┌──

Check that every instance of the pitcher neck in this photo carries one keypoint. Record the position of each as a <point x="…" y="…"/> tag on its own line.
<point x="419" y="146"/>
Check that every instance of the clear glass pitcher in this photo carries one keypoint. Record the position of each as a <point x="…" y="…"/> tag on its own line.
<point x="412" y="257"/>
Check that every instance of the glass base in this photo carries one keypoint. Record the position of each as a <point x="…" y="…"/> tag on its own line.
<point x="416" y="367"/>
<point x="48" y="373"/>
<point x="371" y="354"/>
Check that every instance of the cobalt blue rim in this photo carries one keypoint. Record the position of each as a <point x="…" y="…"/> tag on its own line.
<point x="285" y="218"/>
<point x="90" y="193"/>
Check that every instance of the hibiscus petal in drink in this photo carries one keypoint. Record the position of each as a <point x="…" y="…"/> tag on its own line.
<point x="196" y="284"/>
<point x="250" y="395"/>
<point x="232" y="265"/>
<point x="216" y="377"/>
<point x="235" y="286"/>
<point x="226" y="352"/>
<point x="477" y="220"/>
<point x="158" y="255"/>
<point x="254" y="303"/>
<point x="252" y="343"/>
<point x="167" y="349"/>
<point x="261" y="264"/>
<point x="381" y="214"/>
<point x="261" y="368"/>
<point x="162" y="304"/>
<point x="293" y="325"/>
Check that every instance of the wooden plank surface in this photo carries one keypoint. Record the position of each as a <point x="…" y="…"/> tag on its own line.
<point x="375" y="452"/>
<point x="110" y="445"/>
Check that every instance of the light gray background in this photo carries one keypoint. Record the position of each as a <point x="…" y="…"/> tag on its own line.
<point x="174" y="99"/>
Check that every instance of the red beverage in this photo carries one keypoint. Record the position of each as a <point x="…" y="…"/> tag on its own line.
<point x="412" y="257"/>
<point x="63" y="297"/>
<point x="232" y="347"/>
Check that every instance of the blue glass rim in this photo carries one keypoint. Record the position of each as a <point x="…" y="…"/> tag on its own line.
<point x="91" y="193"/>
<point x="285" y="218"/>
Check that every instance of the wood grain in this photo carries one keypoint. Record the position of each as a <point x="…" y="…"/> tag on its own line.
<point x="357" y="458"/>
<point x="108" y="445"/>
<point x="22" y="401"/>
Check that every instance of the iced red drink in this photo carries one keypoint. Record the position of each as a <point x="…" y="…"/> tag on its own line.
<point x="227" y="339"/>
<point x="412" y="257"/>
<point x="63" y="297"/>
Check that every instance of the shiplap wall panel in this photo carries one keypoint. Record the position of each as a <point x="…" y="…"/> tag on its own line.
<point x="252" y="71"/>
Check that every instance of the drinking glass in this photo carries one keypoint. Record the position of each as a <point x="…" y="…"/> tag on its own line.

└──

#### [Objective]
Rewrite everything in the listing from the line containing "Check that every instance of the blue" down to the end of the listing, both ends included, keeping every request as it stands. In the answers, scale each x and y point coordinate by 1.45 and round it to a whole number, with halves going up.

#### [Response to this task]
Check that every instance of the blue glass rim in this photo carries one keypoint. Record the position of each as a <point x="…" y="…"/> tag on its own line.
<point x="132" y="280"/>
<point x="413" y="316"/>
Check that every instance of the wood grain in this photo carries one keypoint. Record the position of each as a <point x="…" y="…"/> tag on its own line.
<point x="518" y="664"/>
<point x="157" y="645"/>
<point x="32" y="581"/>
Check that every instance of the iced red drink in this photo carries one keypoint. Record the position of each as a <point x="…" y="…"/> tag on its own line.
<point x="329" y="492"/>
<point x="597" y="373"/>
<point x="91" y="431"/>
Check that every instance of the shiplap wall panel in this photo carries one keypoint. Record the position of each as a <point x="…" y="…"/> tag on its own line.
<point x="365" y="103"/>
Check that every instance of the drinking glass in this photo carries one keypoint. Record the position of each as a <point x="…" y="…"/> tag on its own line.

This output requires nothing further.